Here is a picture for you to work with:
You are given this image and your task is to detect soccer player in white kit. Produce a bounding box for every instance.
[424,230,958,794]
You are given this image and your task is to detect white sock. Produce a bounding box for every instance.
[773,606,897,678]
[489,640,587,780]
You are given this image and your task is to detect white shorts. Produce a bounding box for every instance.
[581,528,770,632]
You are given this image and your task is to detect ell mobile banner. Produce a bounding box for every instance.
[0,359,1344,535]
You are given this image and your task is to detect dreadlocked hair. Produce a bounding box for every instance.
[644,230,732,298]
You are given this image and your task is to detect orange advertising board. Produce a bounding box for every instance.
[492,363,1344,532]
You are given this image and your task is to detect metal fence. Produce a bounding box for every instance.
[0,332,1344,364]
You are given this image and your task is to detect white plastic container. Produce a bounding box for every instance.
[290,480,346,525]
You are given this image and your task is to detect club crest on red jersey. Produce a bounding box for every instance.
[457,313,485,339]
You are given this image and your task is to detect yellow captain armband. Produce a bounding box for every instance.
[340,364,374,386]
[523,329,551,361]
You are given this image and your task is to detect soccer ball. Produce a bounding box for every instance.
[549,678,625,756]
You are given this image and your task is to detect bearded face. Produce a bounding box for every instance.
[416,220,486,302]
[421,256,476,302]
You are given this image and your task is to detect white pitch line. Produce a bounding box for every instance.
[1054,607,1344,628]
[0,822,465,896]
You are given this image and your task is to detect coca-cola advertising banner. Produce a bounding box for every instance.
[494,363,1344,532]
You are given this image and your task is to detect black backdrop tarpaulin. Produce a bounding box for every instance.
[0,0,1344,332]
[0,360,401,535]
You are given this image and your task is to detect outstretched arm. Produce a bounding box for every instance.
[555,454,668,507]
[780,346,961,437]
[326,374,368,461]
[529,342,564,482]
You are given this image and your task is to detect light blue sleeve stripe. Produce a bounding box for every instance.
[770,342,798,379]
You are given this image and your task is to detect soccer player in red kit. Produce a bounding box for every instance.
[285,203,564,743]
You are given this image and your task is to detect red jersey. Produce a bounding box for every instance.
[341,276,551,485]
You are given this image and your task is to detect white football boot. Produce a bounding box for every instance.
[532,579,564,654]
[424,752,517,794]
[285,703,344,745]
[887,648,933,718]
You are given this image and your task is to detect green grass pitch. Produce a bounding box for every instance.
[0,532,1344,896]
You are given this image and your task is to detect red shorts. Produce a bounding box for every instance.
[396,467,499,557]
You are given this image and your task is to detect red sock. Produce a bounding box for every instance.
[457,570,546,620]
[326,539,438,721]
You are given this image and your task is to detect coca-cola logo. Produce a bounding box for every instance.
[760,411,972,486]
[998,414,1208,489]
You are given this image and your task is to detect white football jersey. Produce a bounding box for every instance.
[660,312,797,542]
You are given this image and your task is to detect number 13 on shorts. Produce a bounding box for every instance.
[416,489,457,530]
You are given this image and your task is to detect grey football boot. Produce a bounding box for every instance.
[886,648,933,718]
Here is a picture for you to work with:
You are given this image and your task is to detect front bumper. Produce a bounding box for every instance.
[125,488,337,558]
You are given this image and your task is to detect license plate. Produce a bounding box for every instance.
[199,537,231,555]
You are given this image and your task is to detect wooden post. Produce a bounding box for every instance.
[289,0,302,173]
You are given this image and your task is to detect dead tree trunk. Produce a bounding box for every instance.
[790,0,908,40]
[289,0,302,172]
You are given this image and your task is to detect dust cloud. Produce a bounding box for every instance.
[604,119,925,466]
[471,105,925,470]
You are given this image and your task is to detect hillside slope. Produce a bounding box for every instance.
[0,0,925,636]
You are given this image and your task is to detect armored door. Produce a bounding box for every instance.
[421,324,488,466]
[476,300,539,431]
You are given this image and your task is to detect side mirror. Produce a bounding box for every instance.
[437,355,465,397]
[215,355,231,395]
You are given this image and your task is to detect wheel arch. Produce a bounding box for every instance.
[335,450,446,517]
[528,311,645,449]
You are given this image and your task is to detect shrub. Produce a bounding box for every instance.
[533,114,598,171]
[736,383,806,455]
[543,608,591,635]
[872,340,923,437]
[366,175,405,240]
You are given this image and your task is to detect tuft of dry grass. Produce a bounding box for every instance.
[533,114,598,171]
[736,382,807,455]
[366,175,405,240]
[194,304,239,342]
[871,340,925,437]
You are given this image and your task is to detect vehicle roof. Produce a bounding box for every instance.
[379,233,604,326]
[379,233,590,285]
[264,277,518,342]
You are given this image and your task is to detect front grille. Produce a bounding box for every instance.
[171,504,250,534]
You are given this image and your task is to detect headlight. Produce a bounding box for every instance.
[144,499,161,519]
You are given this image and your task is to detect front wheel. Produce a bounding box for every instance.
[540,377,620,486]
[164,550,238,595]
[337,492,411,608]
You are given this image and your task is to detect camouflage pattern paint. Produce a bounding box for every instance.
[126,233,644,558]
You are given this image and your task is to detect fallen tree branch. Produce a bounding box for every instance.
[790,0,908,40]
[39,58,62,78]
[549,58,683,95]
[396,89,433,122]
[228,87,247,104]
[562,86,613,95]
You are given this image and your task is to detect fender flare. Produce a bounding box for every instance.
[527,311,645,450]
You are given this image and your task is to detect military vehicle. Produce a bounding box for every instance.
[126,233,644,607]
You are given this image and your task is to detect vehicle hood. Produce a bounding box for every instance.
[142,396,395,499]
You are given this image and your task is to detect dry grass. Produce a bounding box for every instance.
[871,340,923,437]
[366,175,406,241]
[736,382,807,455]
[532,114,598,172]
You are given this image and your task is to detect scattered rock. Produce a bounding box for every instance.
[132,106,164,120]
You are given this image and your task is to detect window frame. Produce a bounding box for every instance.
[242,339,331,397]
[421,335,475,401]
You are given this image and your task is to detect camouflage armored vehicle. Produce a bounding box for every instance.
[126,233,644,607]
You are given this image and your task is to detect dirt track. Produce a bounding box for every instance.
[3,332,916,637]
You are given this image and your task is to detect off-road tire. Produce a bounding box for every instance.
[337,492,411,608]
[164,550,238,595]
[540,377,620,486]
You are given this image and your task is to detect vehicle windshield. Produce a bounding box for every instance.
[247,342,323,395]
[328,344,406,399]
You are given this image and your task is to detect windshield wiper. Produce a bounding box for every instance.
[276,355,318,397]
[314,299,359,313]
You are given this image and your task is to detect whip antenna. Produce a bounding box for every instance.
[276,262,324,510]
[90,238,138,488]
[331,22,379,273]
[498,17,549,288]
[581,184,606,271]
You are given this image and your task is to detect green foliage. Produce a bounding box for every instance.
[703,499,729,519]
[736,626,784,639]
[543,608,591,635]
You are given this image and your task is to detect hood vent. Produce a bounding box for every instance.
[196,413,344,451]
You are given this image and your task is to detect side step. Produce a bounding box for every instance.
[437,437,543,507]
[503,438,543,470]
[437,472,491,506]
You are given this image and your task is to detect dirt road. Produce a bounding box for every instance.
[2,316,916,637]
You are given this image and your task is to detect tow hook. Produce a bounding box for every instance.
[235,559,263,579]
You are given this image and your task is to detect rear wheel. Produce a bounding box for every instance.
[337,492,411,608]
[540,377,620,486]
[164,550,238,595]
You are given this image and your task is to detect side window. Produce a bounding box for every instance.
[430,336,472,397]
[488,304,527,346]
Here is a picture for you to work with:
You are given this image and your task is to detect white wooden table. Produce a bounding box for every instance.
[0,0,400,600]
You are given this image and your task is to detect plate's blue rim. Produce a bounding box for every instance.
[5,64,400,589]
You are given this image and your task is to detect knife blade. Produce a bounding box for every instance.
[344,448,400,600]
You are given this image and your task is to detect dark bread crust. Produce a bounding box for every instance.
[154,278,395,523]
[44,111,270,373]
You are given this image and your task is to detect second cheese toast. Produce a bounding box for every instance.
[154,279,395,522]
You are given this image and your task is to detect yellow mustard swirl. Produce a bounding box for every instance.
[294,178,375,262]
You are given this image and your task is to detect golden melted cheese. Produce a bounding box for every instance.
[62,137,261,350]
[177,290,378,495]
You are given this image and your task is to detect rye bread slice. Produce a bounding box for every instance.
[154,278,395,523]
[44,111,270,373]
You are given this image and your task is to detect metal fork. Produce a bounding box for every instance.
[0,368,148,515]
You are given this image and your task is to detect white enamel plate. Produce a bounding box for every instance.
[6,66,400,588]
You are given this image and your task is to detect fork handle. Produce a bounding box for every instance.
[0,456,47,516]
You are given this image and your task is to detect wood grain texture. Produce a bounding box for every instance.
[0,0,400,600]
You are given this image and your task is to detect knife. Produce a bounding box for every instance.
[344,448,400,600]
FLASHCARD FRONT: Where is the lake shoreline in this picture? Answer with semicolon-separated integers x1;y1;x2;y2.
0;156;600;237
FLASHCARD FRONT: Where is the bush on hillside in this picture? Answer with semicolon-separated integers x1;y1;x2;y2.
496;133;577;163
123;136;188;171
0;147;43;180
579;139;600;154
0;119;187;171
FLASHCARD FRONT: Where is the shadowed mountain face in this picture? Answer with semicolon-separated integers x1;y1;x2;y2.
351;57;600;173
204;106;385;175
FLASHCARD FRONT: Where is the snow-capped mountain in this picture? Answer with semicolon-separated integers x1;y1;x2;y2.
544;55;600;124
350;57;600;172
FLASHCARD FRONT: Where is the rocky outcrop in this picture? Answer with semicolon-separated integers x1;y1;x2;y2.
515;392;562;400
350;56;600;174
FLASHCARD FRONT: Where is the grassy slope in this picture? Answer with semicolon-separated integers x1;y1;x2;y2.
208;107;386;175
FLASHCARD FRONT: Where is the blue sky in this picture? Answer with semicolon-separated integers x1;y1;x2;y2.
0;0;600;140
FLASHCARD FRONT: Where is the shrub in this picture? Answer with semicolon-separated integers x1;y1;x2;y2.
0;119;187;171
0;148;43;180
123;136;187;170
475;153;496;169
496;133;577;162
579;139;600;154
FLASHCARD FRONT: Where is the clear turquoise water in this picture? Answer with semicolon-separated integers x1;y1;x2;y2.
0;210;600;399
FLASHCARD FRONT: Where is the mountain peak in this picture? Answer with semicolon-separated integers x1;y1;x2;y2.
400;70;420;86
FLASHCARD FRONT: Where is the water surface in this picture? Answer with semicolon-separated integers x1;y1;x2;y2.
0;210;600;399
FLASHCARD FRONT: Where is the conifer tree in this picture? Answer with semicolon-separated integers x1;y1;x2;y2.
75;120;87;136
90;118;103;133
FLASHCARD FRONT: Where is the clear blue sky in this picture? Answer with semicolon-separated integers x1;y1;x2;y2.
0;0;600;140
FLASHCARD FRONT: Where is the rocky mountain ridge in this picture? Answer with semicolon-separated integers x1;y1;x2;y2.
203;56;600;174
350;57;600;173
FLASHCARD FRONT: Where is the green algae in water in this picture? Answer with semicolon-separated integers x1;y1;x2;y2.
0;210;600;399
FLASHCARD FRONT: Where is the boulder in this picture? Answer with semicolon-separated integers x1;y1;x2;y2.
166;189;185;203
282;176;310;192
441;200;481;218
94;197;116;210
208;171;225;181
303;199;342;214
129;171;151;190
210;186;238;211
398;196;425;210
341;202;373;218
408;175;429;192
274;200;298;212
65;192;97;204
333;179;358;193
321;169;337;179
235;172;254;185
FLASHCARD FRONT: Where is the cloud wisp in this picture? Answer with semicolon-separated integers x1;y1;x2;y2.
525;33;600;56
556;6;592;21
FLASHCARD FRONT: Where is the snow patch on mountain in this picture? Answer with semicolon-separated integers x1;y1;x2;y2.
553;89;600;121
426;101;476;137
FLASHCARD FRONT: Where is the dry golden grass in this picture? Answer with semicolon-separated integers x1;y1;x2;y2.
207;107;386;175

**REQUIRED WORK:** Please quote everything from the line containing "vent. Produce a bounding box for every instance." down to the line containing "[235,559,263,579]", both included, with no changes.

**FULL OUTPUT:**
You are given this image and your task is to detect hood vent. Produce a bounding box for every instance.
[196,413,344,451]
You are given this image and your task is to detect side step. Produce a bounding box for every instance.
[437,437,543,507]
[503,438,543,470]
[437,472,491,506]
You are given this image and your task is to detect dirt road. Produce a bounding box for every instance.
[2,316,916,637]
You are given this image and your task is to detect tow hook. Produce a bounding box for every instance.
[235,559,263,579]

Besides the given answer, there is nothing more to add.